### Your tasks:
1 – According to the income-tax appeal order, on what date was the search under section 132 conducted?
2 – Extend the income-tax appeal order, starting after its final sentence.

Case Name : The Assistant Commissioner of Income-tax Vs M/s. Harvey Heart Hospitals Ltd. (ITAT Chennai)
Appeal Number : IT Appeal No. 1397 (MDS.) OF 2012
Date of Judgement/Order : 15/11/2012
Related Assessment Year : 2006- 07

ITAT CHENNAI BENCH ‘A’

Assistant Commissioner of Income-tax

versus

Harvey Heart Hospitals Ltd.

IT APPEAL NO. 1397 (MDS.) OF 2012
[ASSESSMENT YEAR 2006-07]

NOVEMBER  15, 2012

ORDER

Dr. O.K. Narayanan, Vice-President.

This appeal is filed by the Revenue. The relevant assessment year is 2006-07. The appeal is directed against the order of the Commissioner of Income-tax (Appeals)-I at Chennai, dated April 2, 2012. The appeal arises out of the penalty order passed under section 271(1)(c) of the Income-tax Act, 1961.

2. A search under section 132 was conducted in the premises of M/s. Harvey Heart Hospitals Ltd. and Dr. M. P. Naresh Kumar on December 14, 2005. M/s. Harvey Heart Hospitals Ltd. is the assessee before us.

3. The assessee, M/s. Harvey Heart Hospitals Ltd., was incorporated in 1996. Dr. M. P. Naresh Kumar, a renowned cardiac surgeon, is the managing director of the company. He was also one of the promoters of the company. The assessee-company has not carried out any business activity in the previous year relevant to the assessment year under appeal. This is because the assessee-company has sold all its fixed assets to M/s. Harvey Health Care Ltd.

### Recorded data:
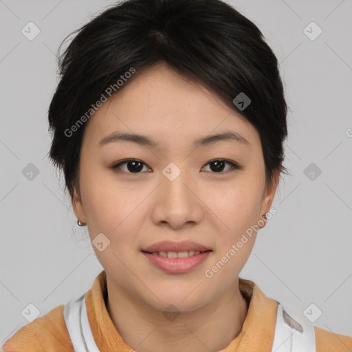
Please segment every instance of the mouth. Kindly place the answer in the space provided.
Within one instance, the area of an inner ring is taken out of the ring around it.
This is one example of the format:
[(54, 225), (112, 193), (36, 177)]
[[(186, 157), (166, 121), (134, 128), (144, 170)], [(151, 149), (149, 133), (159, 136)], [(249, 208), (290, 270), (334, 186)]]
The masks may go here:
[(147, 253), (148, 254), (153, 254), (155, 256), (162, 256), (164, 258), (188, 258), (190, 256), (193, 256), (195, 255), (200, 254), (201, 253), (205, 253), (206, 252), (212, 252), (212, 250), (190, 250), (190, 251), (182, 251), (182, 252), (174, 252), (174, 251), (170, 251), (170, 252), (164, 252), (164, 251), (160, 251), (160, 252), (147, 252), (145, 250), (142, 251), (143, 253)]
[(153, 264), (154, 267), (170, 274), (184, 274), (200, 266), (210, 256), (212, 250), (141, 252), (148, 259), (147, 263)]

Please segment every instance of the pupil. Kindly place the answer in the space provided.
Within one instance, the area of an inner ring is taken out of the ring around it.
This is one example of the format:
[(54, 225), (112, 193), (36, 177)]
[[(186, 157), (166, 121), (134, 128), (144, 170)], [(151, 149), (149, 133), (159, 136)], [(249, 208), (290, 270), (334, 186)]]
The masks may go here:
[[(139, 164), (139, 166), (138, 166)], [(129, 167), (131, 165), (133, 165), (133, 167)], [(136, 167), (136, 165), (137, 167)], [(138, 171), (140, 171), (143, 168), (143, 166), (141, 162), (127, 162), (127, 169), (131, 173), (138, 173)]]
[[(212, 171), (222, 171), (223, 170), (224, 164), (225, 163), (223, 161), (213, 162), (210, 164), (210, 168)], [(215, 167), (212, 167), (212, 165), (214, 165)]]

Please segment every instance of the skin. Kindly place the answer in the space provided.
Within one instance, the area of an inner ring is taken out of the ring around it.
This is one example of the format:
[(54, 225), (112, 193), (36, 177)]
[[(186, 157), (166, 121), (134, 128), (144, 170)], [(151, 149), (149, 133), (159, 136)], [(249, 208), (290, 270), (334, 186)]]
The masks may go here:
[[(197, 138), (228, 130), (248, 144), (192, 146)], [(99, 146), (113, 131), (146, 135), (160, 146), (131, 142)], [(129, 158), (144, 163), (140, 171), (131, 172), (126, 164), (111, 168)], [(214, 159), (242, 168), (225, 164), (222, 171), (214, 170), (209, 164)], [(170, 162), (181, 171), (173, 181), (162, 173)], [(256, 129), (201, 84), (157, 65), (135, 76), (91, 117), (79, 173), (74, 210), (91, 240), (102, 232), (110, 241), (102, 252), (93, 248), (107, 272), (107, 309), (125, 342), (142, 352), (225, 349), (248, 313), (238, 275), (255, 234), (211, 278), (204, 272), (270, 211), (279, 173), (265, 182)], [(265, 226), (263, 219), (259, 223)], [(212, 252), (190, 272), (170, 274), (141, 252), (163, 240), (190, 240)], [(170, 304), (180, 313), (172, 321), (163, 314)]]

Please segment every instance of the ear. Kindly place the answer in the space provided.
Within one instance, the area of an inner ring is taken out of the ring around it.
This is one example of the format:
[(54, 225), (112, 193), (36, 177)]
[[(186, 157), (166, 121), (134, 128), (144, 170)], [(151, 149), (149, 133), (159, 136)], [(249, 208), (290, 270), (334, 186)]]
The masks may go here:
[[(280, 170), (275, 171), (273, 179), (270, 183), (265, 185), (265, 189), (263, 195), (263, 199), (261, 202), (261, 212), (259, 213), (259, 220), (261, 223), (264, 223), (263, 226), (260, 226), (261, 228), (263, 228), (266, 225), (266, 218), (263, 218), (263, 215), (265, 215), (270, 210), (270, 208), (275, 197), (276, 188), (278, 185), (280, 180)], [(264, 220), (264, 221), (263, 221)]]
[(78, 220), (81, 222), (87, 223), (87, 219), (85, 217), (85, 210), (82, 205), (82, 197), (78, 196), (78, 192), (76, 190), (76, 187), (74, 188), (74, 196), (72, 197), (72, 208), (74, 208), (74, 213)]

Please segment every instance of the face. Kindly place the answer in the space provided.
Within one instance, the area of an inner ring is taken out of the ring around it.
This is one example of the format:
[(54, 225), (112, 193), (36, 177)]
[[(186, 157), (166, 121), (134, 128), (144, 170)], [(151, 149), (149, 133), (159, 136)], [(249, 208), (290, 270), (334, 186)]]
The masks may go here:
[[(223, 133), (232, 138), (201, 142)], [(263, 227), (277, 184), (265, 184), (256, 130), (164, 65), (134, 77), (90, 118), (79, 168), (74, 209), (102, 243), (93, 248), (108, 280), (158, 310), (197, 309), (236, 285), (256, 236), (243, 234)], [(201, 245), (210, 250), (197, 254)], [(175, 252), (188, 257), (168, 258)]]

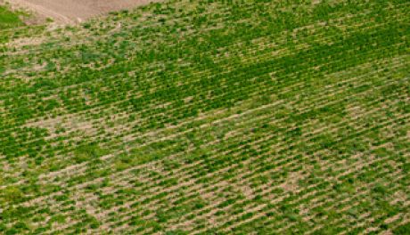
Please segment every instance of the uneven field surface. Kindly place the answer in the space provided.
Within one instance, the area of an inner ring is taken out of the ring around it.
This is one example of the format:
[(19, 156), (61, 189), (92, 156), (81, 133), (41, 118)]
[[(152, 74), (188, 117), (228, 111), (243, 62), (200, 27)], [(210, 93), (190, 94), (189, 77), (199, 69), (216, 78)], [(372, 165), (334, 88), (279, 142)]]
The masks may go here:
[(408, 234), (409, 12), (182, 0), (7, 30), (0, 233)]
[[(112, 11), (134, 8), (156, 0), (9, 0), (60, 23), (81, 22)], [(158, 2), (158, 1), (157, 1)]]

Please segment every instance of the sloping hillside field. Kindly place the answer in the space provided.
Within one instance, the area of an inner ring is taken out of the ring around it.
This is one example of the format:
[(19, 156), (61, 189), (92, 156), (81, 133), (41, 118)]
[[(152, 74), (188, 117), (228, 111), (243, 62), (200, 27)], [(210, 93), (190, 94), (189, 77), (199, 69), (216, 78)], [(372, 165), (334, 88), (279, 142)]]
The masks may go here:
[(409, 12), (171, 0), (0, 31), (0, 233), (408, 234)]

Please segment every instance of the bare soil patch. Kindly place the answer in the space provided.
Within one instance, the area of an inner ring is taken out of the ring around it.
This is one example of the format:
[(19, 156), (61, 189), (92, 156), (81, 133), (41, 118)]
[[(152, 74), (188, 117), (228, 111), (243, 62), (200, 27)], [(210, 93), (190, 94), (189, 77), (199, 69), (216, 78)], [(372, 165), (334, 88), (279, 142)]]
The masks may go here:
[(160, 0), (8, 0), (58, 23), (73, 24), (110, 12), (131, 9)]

### Answers to the tasks:
1 – December 14, 2005

2 –
4. In the return filed by the assessee for the assessment year 2006-07, no income was disclosed in the accounts of the assessee. At the same time the assessee- company has claimed an expenditure of Rs. 32,99,650. This expenditure comprised of Rs. 91,760 as salary, wages and bonus ; Rs.28,31,520 as interest ; Rs. 1,75,220 as traveling expenses, including foreign travel, and Rs. 2,01,150 as other miscellaneous expenditure. The Assessing Officer asked the assessee to establish the need for incurring such expenditure when the assessee has not carried on any business during the previous year relevant to the assessment year under appeal.

5. In reply to the queries raised by the Assessing Officer, the assessee- company replied that the expenses were incurred for research and development activities. But no details or evidences were furnished before the Assessing Officer. Accordingly, the Assessing Officer disallowed the claim of expenditure of Rs. 32,99,650 and added the same to the income of the assessee- company. This addition was confirmed by the Commissioner of Income-tax (Appeals) as well as the Appellate Tribunal. The Income-tax Appellate Tribunal, Chennai, in their order dated February 26, 2010, passed in I. T. A. No. 1843(Mds)/2008, confirmed the addition made by the Assessing Officer on the ground that the assessee has not produced any sort of evidence to support its claim of expenditure, before any of the authorities, including the Tribunal. The Tribunal has also made a specific finding that in the absence of any material and evidence it cannot be accepted that the assessee- company has conducted research and development.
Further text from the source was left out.